[Written exercise a]:
Pick out every line in the records that contains the string "arena" and copy each one. Case counts.

I know that sometimes families have huge stresses upon them, and there may well be other issues involved in children being placed in foster care. I have dealt with many of these kids. I do have concerns that some of the services we provide to children placed in foster care are still not adequate and concerns that supports for families to be able to keep their children with them are still not adequate. I think it is very important that we recognise that the best place for a child to be is with their birth family in the vast majority of cases. We have to make sure that children are not removed from their families wherever it's possible they can be kept together. That's something that, as a paediatrician, I feel very strongly about, with almost, now, 50 years of experience working in this field. The Gillard government did many wonderful things. The apology was part of that, but I look forward to making sure we provide support as we can to those removed.

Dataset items

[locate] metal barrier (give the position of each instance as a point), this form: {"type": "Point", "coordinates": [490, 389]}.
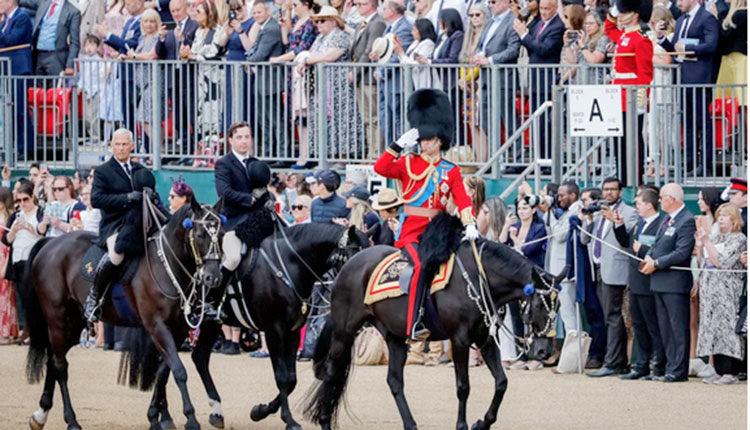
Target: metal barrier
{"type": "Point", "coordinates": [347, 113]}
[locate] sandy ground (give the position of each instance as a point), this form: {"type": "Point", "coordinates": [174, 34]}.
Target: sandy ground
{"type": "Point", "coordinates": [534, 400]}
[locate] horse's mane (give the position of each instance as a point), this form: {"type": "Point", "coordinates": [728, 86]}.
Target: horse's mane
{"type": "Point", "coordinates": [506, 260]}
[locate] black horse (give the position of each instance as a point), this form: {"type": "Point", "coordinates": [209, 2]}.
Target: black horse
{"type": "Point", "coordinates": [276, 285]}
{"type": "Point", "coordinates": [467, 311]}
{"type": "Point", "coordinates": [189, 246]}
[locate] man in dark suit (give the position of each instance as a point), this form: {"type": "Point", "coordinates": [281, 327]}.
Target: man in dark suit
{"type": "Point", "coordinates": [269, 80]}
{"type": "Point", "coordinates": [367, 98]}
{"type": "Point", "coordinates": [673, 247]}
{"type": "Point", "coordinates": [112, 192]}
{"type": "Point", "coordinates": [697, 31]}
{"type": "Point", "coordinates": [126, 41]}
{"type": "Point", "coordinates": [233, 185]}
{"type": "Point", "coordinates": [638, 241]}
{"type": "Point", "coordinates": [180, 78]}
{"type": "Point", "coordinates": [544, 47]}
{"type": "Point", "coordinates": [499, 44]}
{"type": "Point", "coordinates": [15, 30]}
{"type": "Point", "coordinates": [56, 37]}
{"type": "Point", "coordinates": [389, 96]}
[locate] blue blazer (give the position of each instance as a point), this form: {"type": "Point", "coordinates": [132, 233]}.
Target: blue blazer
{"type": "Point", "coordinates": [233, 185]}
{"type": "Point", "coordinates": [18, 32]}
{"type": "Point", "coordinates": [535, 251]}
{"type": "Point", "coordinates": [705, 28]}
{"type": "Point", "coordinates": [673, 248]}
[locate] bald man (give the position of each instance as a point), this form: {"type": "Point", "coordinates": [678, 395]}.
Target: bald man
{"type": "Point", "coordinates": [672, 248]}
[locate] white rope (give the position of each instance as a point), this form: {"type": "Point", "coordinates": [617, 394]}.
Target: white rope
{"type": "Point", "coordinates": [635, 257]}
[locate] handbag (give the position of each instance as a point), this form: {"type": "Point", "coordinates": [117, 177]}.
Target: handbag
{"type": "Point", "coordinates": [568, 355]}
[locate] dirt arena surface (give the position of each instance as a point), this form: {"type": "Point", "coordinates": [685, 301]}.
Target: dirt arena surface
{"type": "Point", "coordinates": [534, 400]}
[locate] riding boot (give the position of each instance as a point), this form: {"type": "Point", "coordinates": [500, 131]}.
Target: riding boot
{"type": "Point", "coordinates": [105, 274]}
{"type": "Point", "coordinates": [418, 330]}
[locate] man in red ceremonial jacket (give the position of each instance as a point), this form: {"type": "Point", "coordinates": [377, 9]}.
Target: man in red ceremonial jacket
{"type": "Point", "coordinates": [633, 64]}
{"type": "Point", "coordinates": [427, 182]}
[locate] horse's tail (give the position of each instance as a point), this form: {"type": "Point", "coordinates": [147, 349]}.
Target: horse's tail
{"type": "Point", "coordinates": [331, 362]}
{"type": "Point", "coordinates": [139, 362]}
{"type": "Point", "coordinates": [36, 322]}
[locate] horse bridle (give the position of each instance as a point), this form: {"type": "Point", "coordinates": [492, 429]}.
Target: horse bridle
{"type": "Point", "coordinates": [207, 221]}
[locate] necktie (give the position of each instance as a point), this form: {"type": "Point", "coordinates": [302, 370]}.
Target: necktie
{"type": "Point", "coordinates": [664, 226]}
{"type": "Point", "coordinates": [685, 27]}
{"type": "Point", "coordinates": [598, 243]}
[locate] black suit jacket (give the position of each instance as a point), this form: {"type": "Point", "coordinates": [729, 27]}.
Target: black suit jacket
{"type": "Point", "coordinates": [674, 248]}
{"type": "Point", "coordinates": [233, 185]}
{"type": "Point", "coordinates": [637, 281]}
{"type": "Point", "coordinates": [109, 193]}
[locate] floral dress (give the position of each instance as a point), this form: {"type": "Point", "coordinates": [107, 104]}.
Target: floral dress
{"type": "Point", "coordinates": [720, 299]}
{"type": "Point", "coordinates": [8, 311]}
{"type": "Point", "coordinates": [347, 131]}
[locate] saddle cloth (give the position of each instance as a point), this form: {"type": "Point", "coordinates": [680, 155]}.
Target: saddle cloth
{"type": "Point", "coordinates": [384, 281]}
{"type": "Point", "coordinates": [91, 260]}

[Written exercise b]:
Extend the passage about foster care, beginning right after its final sentence.

[Written answer a]:
[locate] dirt arena surface (give the position of each instance as a point), this form: {"type": "Point", "coordinates": [685, 301]}.
Target: dirt arena surface

[Written answer b]:
7:02 pm
Jenny Ware (Hughes, Liberal Party) Share this | Link to this | Hansard source
Thank you to the honourable member for Macarthur, who just delivered one of the best speeches I've heard in this place. I stand today to speak about the recognition of 10 years since the National Apology for Forced Adoptions was made. In preparing for this speech I thought there are many others who have come before me who have said it perhaps more eloquently than I can. I start, first of all—in chronological order, because I'm still a lawyer at the end of the day—by acknowledging former prime minister Gillard, who, in many ways, has not been given the recognition that was deserved to her for bringing about this national apology. So I start by quoting Ms Gillard, because her words 10 years ago still resonate so much today. Ms Gillard said:
We deplore the shameful practices that denied you, the mothers, your fundamental rights and responsibilities to love and care for your children. You were not legally or socially acknowledged as their mothers. And you were yourselves deprived of care and support.
To you, the mothers who were betrayed by a system that gave you no choice and subjected you to manipulation, mistreatment and malpractice, we apologise.
We say sorry to you, the mothers who were denied knowledge of your rights, which meant you could not provide informed consent. You were given false assurances. You were forced to endure the coercion and brutality of practices that were unethical, dishonest and in many cases illegal.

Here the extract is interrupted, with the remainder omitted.